- _Written request_: Update the records from the start through the line containing "point(372, 606)" by swapping every "sea" for "ocean". Leave everything else in that part unchanged.

- _Dataset extract_:
◇ ◇ ◇ ◇ ◇ ◇ ◇

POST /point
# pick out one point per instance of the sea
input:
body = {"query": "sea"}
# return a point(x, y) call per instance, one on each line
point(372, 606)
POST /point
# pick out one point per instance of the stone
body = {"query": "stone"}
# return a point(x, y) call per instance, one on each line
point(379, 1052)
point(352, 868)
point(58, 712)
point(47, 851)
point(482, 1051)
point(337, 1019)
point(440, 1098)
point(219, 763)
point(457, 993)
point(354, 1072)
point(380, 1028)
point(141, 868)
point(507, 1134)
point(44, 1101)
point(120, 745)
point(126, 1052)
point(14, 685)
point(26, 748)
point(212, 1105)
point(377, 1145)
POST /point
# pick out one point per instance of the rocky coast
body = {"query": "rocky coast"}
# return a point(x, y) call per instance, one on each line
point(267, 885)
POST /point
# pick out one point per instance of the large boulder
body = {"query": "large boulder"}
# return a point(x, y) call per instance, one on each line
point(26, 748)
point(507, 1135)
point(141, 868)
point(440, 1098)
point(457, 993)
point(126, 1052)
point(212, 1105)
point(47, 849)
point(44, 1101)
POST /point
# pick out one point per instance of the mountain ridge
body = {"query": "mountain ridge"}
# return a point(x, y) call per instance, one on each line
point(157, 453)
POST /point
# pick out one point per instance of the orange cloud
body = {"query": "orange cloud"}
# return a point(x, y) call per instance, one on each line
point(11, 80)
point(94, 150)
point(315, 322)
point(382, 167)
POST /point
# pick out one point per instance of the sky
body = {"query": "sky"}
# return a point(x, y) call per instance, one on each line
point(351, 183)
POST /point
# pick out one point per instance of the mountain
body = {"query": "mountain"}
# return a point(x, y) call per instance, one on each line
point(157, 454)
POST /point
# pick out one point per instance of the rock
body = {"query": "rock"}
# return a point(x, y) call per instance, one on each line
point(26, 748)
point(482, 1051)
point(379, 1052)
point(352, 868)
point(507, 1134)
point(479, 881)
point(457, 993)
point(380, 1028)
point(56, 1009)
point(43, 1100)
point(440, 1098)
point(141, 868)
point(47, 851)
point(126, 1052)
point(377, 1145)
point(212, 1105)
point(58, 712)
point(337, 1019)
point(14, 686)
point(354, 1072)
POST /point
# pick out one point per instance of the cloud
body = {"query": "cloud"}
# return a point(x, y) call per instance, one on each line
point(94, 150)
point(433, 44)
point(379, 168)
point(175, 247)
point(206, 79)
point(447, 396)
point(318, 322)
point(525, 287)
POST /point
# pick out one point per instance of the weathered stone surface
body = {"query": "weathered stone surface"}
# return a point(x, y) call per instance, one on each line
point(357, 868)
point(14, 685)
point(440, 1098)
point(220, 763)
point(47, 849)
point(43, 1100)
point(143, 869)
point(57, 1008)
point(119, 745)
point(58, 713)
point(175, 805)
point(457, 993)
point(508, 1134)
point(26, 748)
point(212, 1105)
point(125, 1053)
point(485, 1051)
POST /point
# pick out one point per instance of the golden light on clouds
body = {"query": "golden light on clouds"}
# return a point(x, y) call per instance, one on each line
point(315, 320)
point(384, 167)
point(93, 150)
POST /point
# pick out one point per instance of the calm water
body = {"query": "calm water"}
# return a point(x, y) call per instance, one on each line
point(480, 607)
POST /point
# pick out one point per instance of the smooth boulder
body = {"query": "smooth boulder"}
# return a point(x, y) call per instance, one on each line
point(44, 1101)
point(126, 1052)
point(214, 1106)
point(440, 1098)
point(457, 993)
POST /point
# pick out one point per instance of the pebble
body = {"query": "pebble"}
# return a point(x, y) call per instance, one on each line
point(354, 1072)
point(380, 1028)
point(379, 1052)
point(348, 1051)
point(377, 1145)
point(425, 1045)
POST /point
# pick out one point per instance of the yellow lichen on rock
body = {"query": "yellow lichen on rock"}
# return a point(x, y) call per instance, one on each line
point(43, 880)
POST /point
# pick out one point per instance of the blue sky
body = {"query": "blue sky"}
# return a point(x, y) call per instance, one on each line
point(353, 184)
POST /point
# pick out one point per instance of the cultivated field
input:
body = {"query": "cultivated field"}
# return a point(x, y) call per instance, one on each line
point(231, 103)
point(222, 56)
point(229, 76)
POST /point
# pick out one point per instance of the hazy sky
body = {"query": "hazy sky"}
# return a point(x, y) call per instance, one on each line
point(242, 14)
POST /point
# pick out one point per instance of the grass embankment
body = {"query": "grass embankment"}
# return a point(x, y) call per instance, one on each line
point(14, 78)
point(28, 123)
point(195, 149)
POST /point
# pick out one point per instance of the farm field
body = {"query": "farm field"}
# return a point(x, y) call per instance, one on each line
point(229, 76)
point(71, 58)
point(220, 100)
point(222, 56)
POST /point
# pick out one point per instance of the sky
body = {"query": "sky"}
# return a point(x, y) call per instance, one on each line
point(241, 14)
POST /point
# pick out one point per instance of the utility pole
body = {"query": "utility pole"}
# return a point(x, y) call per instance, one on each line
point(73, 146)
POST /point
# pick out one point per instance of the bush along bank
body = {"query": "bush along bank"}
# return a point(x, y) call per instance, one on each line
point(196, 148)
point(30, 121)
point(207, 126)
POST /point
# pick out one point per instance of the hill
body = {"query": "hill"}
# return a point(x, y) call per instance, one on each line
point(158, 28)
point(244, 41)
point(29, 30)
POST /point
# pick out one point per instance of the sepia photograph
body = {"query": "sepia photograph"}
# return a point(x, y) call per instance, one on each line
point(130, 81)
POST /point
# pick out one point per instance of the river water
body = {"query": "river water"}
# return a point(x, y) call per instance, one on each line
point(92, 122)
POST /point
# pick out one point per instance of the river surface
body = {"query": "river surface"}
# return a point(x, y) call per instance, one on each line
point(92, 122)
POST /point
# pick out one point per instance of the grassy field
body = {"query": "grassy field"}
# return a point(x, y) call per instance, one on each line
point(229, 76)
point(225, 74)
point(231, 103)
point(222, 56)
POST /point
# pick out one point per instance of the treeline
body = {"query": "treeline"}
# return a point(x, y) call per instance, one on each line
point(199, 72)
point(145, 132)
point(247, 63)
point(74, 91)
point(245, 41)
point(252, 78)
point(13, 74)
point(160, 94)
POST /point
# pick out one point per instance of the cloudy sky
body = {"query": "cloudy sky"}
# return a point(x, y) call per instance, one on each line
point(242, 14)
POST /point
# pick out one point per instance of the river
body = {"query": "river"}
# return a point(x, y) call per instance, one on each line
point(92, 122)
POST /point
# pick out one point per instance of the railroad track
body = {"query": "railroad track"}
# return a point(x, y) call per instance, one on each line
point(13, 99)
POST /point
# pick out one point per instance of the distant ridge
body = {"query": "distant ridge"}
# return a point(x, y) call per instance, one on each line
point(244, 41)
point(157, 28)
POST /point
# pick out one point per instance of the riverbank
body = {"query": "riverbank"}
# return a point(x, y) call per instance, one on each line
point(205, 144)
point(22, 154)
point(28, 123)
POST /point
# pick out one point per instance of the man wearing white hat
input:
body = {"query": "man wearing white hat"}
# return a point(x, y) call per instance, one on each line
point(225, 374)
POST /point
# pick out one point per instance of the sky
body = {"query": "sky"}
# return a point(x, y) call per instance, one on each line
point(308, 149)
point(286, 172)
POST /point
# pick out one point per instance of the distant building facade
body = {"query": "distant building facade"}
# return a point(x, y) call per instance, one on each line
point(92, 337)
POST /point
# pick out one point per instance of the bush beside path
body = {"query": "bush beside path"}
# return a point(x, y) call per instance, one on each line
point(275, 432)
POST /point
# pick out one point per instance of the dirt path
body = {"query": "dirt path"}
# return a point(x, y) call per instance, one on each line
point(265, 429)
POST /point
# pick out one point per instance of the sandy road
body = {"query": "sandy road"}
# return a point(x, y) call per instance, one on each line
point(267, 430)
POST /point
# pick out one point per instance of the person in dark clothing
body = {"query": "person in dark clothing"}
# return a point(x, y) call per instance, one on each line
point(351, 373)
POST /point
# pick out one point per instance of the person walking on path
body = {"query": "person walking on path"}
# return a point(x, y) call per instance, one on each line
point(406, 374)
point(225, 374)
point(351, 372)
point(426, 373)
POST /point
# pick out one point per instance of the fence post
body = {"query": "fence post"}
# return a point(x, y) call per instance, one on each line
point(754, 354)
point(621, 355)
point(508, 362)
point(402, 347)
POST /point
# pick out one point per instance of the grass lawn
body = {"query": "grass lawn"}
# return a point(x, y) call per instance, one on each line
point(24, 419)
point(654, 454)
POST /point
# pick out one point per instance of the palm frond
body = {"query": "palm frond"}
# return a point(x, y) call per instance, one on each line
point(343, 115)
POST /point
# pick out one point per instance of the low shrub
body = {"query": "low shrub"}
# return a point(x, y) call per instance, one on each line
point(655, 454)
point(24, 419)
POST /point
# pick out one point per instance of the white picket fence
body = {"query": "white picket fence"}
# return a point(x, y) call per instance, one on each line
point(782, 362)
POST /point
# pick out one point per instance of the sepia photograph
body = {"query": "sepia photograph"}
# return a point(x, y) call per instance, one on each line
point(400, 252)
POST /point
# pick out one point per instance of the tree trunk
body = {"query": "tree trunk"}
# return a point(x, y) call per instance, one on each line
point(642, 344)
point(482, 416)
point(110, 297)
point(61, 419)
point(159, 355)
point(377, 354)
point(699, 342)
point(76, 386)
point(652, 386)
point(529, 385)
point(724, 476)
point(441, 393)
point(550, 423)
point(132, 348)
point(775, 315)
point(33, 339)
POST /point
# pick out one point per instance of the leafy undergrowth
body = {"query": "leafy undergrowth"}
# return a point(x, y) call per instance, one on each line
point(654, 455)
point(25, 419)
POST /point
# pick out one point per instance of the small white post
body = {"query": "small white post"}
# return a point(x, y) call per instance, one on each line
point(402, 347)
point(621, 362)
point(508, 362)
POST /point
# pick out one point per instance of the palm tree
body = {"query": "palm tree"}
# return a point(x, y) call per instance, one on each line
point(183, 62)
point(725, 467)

◇ ◇ ◇ ◇ ◇ ◇ ◇

- _Result_:
POST /point
# pick out one point per instance of the ocean
input:
body = {"query": "ocean"}
# return a point(x, y) call per instance, one on each line
point(372, 606)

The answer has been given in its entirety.